The care profiles during the last years of life – the impact of dementia and age in 1998 and 2013
Mari Aaltonen | University of Tampere
Objective: With increasing longevity, death is postponed to very old age. Due very old age functional impairment and dementia are more prominent during the last years and months of life. This affects the need for care and care arrangements. The aim of this study is to investigate how the care profiles in last two years of life differ by dementia diagnosis and age in those who died in 1998 or in 2013.
Data: The study included all people who died at the age of 70 or older in the years 1998 or 2013 in Finland (N 72 203). Data were drawn from nationwide health and social care registers maintained by National Institute for Health and Welfare, and The Causes of Death Register, maintained by Statistics Finland. Data included each individual’s hospital and long-term care use in last 730 days. Dementia diagnosis was identified from registers with ICD10 codes F00-03, G30.
Methods: Identification of profiles was based on days stayed in care and at home, and end-of-life care transitions. They were constructed with sequential profiling scheme. Profiles were compared between people with and without dementia, and between age groups 70-79, 80-89, and 90 or over.

=-=-=

== ASSIGNMENT ==
Please write out the part of the study abstract above that begins at the words "Methods: Identification of" and stops after the words "90 or over.".

=-=-=

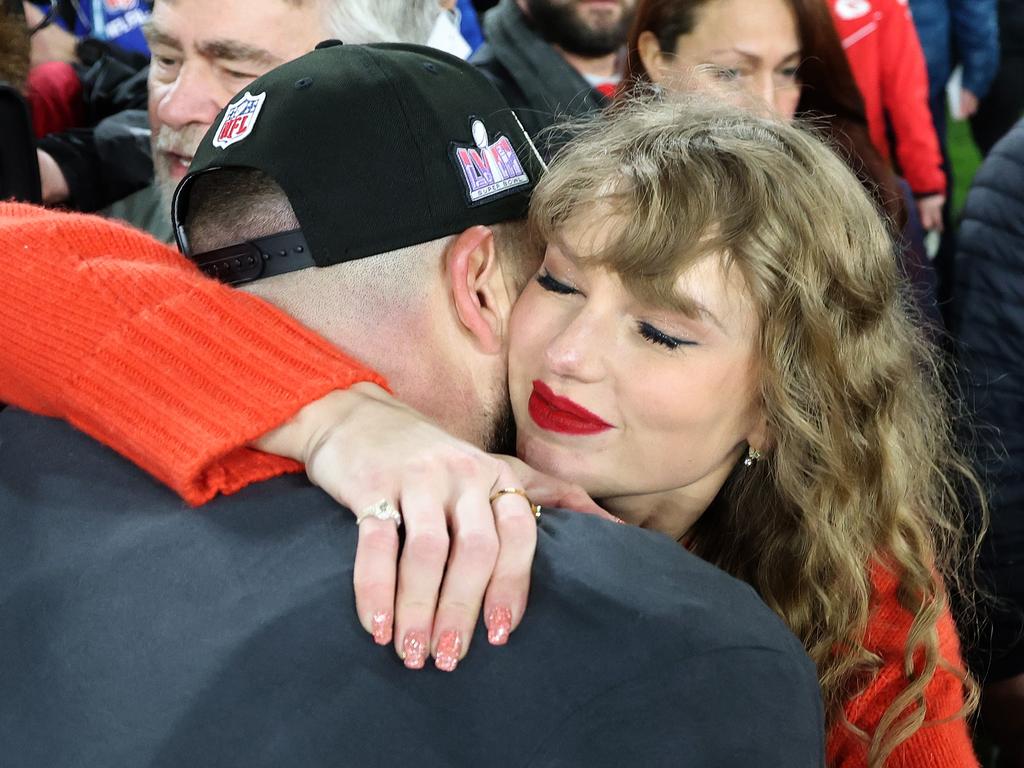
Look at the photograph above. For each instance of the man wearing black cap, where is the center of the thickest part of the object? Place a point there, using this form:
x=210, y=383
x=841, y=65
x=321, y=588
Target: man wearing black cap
x=139, y=633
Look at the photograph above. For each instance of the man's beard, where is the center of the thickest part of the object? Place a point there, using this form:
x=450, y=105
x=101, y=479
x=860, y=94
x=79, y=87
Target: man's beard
x=182, y=141
x=562, y=25
x=501, y=435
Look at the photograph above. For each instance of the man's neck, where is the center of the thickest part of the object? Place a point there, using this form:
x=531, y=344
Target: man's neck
x=603, y=67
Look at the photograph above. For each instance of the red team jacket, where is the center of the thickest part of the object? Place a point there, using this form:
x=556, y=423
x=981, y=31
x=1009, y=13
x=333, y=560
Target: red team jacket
x=888, y=64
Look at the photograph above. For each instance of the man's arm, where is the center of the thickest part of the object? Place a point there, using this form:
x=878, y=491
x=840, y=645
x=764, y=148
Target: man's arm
x=733, y=707
x=126, y=339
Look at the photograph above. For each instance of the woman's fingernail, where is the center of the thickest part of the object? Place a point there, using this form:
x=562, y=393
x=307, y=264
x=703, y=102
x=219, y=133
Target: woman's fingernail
x=415, y=649
x=499, y=626
x=449, y=650
x=380, y=626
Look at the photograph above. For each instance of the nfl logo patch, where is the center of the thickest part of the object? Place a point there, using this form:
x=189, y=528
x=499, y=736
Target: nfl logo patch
x=491, y=168
x=239, y=120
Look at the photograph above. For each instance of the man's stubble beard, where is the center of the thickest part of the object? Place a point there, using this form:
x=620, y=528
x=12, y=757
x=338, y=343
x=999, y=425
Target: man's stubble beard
x=501, y=436
x=561, y=26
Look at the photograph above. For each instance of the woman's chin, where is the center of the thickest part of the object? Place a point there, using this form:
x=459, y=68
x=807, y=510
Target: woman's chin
x=566, y=463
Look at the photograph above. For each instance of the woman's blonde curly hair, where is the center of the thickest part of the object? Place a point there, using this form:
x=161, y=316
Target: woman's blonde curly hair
x=862, y=471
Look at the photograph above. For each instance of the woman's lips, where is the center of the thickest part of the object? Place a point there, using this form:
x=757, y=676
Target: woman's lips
x=562, y=415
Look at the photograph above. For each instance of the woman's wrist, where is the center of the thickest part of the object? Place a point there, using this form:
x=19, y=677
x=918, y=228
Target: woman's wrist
x=298, y=437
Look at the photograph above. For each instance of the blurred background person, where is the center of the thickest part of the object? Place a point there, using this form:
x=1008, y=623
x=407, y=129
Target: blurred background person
x=782, y=55
x=887, y=61
x=1005, y=103
x=554, y=58
x=990, y=268
x=954, y=32
x=117, y=23
x=202, y=54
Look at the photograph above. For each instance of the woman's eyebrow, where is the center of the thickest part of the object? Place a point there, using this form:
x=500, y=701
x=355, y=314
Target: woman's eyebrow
x=233, y=50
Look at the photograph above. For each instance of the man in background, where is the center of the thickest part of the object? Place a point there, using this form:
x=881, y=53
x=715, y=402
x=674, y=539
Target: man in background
x=554, y=58
x=202, y=53
x=141, y=633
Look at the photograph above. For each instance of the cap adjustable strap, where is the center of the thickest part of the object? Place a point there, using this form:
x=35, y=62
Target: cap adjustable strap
x=263, y=257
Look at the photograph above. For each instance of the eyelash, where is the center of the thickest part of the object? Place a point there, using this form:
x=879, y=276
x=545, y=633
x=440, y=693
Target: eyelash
x=654, y=336
x=646, y=330
x=548, y=283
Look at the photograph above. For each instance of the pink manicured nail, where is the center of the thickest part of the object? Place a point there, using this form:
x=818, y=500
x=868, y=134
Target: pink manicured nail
x=380, y=624
x=499, y=626
x=415, y=649
x=449, y=648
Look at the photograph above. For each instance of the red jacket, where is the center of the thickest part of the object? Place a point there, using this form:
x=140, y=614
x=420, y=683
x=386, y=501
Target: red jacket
x=888, y=64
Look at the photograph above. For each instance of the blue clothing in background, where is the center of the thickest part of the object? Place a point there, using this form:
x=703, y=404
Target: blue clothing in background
x=470, y=25
x=117, y=22
x=954, y=32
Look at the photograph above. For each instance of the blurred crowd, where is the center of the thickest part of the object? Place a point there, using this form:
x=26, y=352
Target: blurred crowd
x=119, y=94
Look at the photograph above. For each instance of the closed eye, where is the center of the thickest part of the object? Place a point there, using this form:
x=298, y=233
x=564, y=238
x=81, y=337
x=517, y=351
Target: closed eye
x=545, y=281
x=654, y=336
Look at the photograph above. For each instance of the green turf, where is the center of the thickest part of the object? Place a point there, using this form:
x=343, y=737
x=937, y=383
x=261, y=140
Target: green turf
x=965, y=158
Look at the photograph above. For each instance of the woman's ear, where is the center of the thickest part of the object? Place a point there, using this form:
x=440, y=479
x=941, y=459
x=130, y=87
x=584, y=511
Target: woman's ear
x=760, y=437
x=649, y=50
x=479, y=296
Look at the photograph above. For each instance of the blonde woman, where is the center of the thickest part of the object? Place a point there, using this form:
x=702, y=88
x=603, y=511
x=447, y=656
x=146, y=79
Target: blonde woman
x=717, y=346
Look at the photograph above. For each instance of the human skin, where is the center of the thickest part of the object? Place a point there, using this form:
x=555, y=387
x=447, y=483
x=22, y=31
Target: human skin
x=677, y=430
x=203, y=54
x=597, y=16
x=745, y=50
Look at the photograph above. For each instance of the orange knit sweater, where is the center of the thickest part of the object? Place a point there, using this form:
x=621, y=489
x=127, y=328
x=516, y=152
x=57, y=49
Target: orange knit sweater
x=123, y=337
x=127, y=340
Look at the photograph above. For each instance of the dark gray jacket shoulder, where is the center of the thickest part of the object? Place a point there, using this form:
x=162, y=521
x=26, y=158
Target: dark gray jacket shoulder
x=137, y=632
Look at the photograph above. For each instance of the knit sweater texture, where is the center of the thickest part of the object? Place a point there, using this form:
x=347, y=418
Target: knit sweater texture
x=123, y=337
x=126, y=339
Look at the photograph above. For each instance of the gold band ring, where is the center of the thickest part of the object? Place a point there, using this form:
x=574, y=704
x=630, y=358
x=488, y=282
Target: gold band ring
x=535, y=508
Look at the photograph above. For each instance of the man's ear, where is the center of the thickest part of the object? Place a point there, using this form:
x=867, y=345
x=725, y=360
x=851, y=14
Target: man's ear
x=479, y=296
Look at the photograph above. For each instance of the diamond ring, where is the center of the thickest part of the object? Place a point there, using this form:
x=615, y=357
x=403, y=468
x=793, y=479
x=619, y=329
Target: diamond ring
x=382, y=510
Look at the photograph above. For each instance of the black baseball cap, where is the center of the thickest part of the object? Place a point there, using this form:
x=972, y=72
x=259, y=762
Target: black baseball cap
x=376, y=146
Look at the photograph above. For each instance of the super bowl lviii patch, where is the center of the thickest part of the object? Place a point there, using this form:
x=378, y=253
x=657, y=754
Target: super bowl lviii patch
x=489, y=168
x=239, y=121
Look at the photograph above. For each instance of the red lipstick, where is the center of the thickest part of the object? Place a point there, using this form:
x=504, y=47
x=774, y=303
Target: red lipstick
x=562, y=415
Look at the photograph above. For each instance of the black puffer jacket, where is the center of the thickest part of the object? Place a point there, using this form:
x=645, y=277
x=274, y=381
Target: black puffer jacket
x=990, y=302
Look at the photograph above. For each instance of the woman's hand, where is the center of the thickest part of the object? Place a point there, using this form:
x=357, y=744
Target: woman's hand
x=363, y=446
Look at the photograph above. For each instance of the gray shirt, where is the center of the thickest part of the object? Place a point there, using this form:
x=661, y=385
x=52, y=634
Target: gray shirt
x=137, y=632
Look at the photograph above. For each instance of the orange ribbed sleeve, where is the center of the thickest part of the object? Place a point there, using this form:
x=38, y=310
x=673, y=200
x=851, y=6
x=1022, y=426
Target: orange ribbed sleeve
x=123, y=337
x=944, y=740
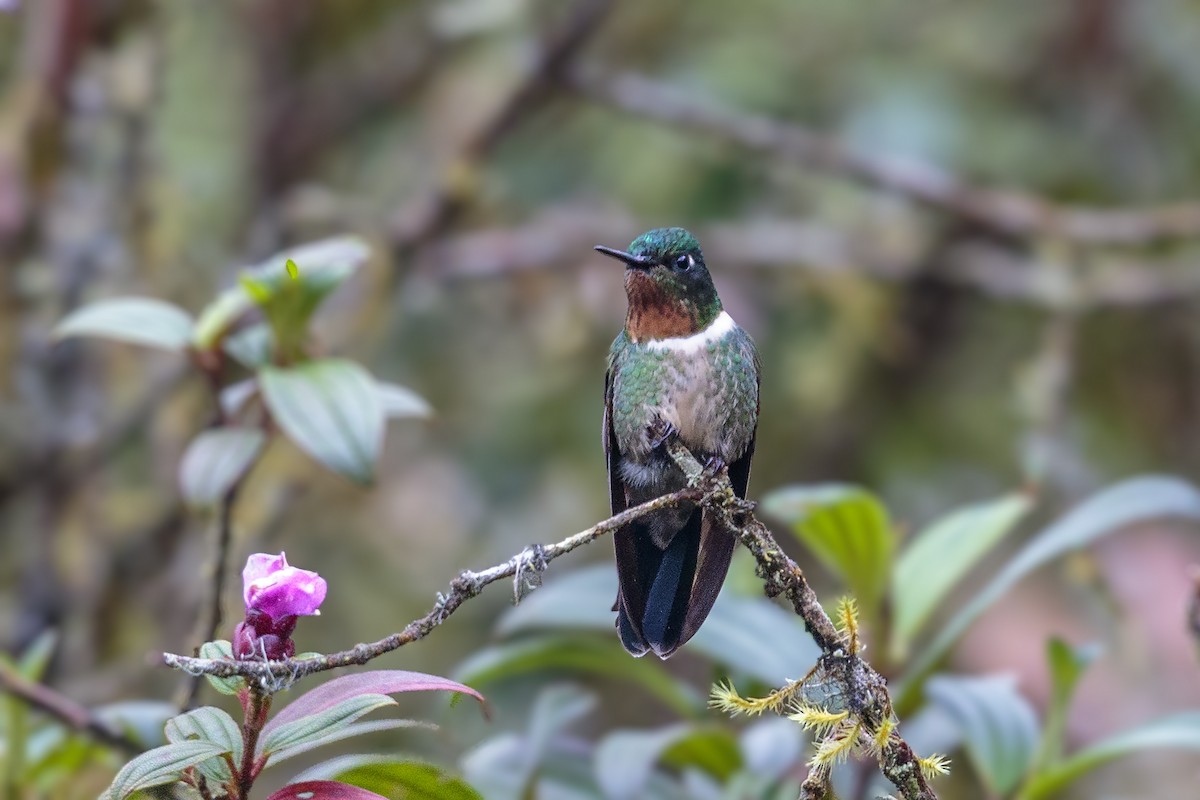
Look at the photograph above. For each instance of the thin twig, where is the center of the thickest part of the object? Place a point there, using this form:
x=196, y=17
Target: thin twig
x=867, y=690
x=76, y=716
x=1002, y=211
x=781, y=576
x=209, y=621
x=421, y=222
x=463, y=588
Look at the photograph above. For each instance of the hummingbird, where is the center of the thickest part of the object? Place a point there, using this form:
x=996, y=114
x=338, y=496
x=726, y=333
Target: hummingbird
x=681, y=367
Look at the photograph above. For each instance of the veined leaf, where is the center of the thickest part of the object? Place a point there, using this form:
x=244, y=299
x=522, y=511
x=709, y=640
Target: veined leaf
x=141, y=720
x=324, y=791
x=331, y=410
x=847, y=529
x=220, y=317
x=138, y=320
x=376, y=681
x=941, y=554
x=160, y=765
x=997, y=723
x=1179, y=731
x=1067, y=666
x=1134, y=500
x=347, y=732
x=316, y=727
x=235, y=396
x=409, y=780
x=209, y=725
x=400, y=401
x=251, y=347
x=215, y=461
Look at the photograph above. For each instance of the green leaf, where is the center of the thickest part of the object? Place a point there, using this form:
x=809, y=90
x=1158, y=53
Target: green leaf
x=748, y=635
x=220, y=317
x=251, y=347
x=408, y=780
x=604, y=659
x=321, y=725
x=400, y=401
x=997, y=723
x=847, y=529
x=1179, y=731
x=142, y=720
x=160, y=765
x=941, y=554
x=772, y=746
x=215, y=461
x=235, y=396
x=214, y=726
x=1067, y=666
x=625, y=759
x=222, y=649
x=372, y=681
x=1116, y=507
x=323, y=791
x=331, y=410
x=288, y=300
x=138, y=320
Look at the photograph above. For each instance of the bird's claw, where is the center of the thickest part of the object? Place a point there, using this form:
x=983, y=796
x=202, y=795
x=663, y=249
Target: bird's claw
x=713, y=465
x=659, y=431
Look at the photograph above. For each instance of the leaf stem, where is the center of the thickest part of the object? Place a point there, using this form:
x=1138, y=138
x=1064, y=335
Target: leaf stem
x=257, y=704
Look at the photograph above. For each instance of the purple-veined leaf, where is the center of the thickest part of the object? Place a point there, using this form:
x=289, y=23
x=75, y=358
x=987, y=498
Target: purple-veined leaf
x=330, y=408
x=235, y=396
x=138, y=320
x=376, y=681
x=215, y=461
x=324, y=791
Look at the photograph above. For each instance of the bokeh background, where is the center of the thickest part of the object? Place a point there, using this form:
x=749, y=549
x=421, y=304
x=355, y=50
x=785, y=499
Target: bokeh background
x=894, y=199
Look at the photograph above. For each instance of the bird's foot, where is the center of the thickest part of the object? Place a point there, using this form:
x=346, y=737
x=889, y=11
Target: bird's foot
x=659, y=431
x=713, y=465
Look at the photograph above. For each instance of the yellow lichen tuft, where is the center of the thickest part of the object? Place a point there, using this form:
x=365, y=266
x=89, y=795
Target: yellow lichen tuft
x=883, y=734
x=726, y=698
x=934, y=765
x=816, y=719
x=847, y=621
x=837, y=746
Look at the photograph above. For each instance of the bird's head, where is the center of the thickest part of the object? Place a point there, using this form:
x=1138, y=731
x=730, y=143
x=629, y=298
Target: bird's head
x=670, y=290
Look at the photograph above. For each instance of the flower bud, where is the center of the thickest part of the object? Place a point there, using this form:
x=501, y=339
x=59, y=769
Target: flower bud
x=276, y=595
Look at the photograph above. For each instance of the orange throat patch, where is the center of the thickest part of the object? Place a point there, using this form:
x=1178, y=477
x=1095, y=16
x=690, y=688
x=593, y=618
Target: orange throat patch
x=654, y=313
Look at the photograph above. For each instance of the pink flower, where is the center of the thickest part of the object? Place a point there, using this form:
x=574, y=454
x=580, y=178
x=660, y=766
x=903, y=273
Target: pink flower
x=271, y=587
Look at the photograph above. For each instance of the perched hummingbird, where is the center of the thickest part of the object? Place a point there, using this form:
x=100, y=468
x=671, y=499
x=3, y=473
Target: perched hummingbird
x=681, y=366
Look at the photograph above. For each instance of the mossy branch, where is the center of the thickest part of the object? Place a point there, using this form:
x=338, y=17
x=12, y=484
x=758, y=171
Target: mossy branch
x=863, y=687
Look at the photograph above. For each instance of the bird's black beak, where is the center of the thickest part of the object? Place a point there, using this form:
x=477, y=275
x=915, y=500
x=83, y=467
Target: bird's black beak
x=636, y=262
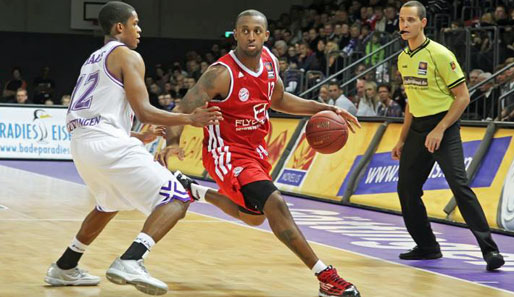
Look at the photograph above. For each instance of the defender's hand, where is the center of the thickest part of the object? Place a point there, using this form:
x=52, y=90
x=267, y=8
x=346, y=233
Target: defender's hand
x=152, y=133
x=204, y=116
x=168, y=151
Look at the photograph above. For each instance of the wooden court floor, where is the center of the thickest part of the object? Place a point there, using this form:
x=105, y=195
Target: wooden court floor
x=201, y=257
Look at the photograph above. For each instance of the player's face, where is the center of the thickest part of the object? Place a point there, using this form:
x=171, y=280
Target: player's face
x=251, y=34
x=131, y=31
x=411, y=23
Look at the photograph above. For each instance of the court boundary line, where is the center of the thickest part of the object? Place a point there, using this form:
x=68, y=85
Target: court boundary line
x=242, y=224
x=364, y=255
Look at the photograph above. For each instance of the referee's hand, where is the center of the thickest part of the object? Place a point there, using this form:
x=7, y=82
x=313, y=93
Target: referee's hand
x=397, y=150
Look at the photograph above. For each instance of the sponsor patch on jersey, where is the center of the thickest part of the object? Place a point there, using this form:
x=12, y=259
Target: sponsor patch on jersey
x=415, y=81
x=422, y=68
x=244, y=94
x=269, y=68
x=238, y=171
x=453, y=65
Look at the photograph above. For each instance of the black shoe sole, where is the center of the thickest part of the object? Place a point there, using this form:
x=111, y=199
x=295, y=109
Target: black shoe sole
x=431, y=256
x=495, y=263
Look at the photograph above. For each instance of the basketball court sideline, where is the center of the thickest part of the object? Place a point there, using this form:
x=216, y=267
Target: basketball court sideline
x=210, y=254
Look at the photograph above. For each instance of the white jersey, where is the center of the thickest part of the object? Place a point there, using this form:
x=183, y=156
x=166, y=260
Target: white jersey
x=98, y=105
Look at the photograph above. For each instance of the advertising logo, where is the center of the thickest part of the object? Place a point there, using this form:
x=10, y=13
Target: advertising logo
x=244, y=94
x=276, y=144
x=506, y=210
x=34, y=133
x=381, y=175
x=301, y=162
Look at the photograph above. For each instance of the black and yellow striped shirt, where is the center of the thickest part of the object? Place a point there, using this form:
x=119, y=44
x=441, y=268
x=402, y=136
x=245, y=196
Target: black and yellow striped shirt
x=429, y=72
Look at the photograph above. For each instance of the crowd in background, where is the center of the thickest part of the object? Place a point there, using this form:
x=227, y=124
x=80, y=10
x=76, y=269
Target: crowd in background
x=311, y=43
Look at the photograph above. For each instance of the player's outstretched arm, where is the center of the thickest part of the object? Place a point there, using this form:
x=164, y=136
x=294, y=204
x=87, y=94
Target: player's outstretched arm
x=132, y=72
x=288, y=103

=-=-=

== TASK RESPONSE ==
Methods: Identification of profiles was based on days stayed in care and at home, and end-of-life care transitions. They were constructed with sequential profiling scheme. Profiles were compared between people with and without dementia, and between age groups 70-79, 80-89, and 90 or over.